#### Task to carry out:
Copy exactly, and only, the lines from the one containing "When queried, the" through the last line of the records below.

#### Recorded information:
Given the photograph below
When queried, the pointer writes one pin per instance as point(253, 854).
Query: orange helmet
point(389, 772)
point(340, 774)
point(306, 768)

#### Result of the exercise:
When queried, the pointer writes one pin per instance as point(253, 854).
Query: orange helmet
point(389, 772)
point(340, 774)
point(306, 768)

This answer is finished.